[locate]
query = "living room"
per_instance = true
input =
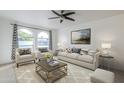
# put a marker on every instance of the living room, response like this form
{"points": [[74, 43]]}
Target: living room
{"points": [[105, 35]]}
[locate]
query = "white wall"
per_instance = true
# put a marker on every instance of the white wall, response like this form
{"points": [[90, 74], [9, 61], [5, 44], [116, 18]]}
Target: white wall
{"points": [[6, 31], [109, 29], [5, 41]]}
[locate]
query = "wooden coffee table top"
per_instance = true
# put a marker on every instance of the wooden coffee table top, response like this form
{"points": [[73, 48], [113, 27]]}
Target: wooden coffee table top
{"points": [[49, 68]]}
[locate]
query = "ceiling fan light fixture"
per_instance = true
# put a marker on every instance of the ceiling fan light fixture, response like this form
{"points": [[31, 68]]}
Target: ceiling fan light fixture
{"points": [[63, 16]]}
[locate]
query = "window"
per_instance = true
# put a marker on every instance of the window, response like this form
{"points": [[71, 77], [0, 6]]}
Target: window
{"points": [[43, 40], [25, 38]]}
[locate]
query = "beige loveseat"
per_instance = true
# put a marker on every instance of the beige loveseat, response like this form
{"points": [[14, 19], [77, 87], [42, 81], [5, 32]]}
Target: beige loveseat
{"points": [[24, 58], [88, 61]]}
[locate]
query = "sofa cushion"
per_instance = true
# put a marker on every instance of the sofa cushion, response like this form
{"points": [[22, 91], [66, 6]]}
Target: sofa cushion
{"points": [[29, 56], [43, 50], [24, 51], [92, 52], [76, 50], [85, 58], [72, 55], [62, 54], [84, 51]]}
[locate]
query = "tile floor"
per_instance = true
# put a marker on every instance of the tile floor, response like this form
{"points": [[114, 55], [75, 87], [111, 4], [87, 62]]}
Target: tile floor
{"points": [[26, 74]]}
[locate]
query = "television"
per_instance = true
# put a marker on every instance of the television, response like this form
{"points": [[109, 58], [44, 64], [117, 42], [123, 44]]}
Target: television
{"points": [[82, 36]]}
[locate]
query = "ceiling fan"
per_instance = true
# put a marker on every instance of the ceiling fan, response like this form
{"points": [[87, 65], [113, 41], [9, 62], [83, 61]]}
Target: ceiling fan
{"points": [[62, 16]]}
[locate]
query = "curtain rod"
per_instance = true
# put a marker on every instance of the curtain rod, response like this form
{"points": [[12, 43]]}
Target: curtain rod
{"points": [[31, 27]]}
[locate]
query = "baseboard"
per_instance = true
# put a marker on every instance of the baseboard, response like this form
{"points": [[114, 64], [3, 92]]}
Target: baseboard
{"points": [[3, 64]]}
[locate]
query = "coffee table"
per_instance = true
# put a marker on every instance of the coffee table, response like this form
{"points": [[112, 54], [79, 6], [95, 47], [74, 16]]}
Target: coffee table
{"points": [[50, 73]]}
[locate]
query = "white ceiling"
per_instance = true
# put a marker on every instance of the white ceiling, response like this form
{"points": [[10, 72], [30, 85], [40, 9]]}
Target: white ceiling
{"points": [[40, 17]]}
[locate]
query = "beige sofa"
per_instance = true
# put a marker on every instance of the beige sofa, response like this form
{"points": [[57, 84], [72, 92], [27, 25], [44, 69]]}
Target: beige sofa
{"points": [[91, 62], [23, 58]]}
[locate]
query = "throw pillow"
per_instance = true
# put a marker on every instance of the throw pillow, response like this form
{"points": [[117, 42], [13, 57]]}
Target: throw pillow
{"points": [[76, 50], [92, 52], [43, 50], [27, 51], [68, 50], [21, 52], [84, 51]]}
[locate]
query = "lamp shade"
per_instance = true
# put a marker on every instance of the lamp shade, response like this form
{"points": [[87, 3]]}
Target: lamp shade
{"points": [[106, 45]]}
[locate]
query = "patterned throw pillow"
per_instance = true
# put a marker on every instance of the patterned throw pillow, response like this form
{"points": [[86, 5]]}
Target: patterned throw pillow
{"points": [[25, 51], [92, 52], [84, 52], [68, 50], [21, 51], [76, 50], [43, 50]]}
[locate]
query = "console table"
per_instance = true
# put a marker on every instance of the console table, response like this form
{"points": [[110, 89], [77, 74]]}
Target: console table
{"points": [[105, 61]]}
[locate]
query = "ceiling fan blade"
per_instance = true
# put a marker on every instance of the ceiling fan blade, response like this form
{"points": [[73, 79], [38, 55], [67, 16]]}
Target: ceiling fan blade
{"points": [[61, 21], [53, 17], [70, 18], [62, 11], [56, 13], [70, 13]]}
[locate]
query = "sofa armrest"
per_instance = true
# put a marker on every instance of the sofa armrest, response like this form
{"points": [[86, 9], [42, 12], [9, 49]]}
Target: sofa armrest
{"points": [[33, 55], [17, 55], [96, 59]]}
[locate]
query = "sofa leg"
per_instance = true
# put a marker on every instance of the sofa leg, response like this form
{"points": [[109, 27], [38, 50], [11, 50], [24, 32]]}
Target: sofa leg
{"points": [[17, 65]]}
=-=-=-=-=
**Goal:**
Repeat the material above word for word, please, apart from its images.

**Exercise answer:**
[locate]
query = "living room"
per_instance = true
input =
# put a marker on every instance of the living room, response like this form
{"points": [[74, 43]]}
Target: living room
{"points": [[105, 35]]}
[locate]
query = "white wall"
per_instance = true
# put a marker on every instance of the white wall, response like this form
{"points": [[90, 74], [9, 61], [5, 44], [116, 18]]}
Target: white wall
{"points": [[6, 31], [109, 29], [5, 41]]}
[locate]
query = "wooden coffee table top"
per_instance = true
# put a marker on every instance of the wooden coffee table top, response like this form
{"points": [[73, 48], [113, 27]]}
Target: wooden coffee table top
{"points": [[49, 68]]}
[locate]
query = "ceiling fan light fixture"
per_instance = true
# put a marker on every instance of the ceiling fan light fixture, response like this form
{"points": [[31, 68]]}
Target: ceiling fan light fixture
{"points": [[63, 16]]}
[locate]
query = "window"
per_instance = true
# put a marker on every instance of the window, response like this form
{"points": [[71, 77], [0, 6]]}
Target: window
{"points": [[43, 40], [25, 38]]}
[locate]
query = "beige loveseat"
per_instance = true
# put a marker on every instance of the beige loveseat, response like this form
{"points": [[14, 19], [77, 87], [42, 81], [5, 32]]}
Target: beige loveseat
{"points": [[24, 58], [88, 61]]}
[locate]
query = "sofa cushion"
per_instance = true
# put a marker on every instance of the sofa cushion, response like this form
{"points": [[22, 91], [66, 6]]}
Target: sofa cushion
{"points": [[29, 56], [43, 50], [24, 51], [92, 52], [76, 50], [85, 58], [72, 55], [62, 54], [84, 51]]}
[locate]
query = "tile floor"
per_instance = true
# put a marker on every instance of the tile floor, response like this form
{"points": [[114, 55], [75, 87], [111, 4], [87, 62]]}
Target: tile floor
{"points": [[26, 74]]}
[locate]
query = "television"
per_instance = true
# put a marker on every instance of the television, response like this form
{"points": [[109, 58], [44, 64], [117, 42], [123, 44]]}
Target: television
{"points": [[82, 36]]}
[locate]
query = "ceiling fan"
per_instance = true
# put a marker on every instance of the ceiling fan, response like this form
{"points": [[87, 65], [113, 41], [9, 62], [83, 61]]}
Target: ceiling fan
{"points": [[62, 16]]}
[locate]
query = "curtain rod"
per_instance = true
# put a marker on every instance of the curtain rod, response like this form
{"points": [[12, 43]]}
Target: curtain rod
{"points": [[31, 27]]}
[locate]
query = "baseboard"
per_instance = true
# put a marker on every instance of the baseboard, response like this form
{"points": [[114, 64], [3, 92]]}
Target: baseboard
{"points": [[3, 64]]}
[locate]
query = "coffee table"
per_instance = true
# put a marker on every instance of the coffee table, response like this form
{"points": [[112, 54], [79, 6], [95, 47], [74, 16]]}
Target: coffee table
{"points": [[50, 73]]}
[locate]
query = "white ceiling"
per_instance = true
# put a marker on every instance of the white ceiling, response like this form
{"points": [[10, 72], [30, 85], [40, 9]]}
Target: white ceiling
{"points": [[40, 17]]}
[locate]
query = "beige sofa"
per_instance = true
# put a marker on every instance of the beige sofa, response like this form
{"points": [[57, 84], [72, 92], [27, 25], [44, 69]]}
Target: beige sofa
{"points": [[91, 62], [23, 58]]}
[locate]
query = "throw pillow"
per_instance = true
# put a marker on every instance of the throw pillow, response like this form
{"points": [[117, 42], [13, 57]]}
Target: throw pillow
{"points": [[76, 50], [92, 52], [43, 50], [27, 51], [68, 50], [21, 52], [84, 51]]}
[locate]
query = "lamp shade"
per_instance = true
# put a marker on every instance of the lamp shade, response like this form
{"points": [[87, 3]]}
Target: lamp shade
{"points": [[106, 45]]}
[locate]
query = "patterned throw pillow"
per_instance = true
# put a marker on every instance of the patterned throw pillow, response like this form
{"points": [[86, 5]]}
Target: patterned throw pillow
{"points": [[25, 51], [92, 52], [84, 52], [68, 50], [21, 51], [76, 50], [43, 50]]}
[locate]
query = "console table"
per_instance = true
# put a marker on every instance of the console table, response like this form
{"points": [[110, 89], [77, 74]]}
Target: console table
{"points": [[105, 61]]}
[locate]
query = "ceiling fan blade"
per_instance = true
# put a marker on every instance of the ceiling fan blade, response like this form
{"points": [[73, 79], [38, 55], [67, 16]]}
Target: ceiling fan blade
{"points": [[61, 21], [53, 17], [70, 18], [62, 11], [56, 13], [70, 13]]}
[locate]
query = "sofa armrest"
per_instance = true
# put a marker on every instance of the sofa armrest, response like this form
{"points": [[86, 9], [42, 12], [9, 49]]}
Target: sofa armrest
{"points": [[33, 55], [17, 55], [96, 59]]}
[locate]
query = "sofa leg"
per_instance = true
# put a marker on every instance of the sofa leg, response like this form
{"points": [[109, 27], [38, 50], [11, 50], [24, 32]]}
Target: sofa leg
{"points": [[17, 65]]}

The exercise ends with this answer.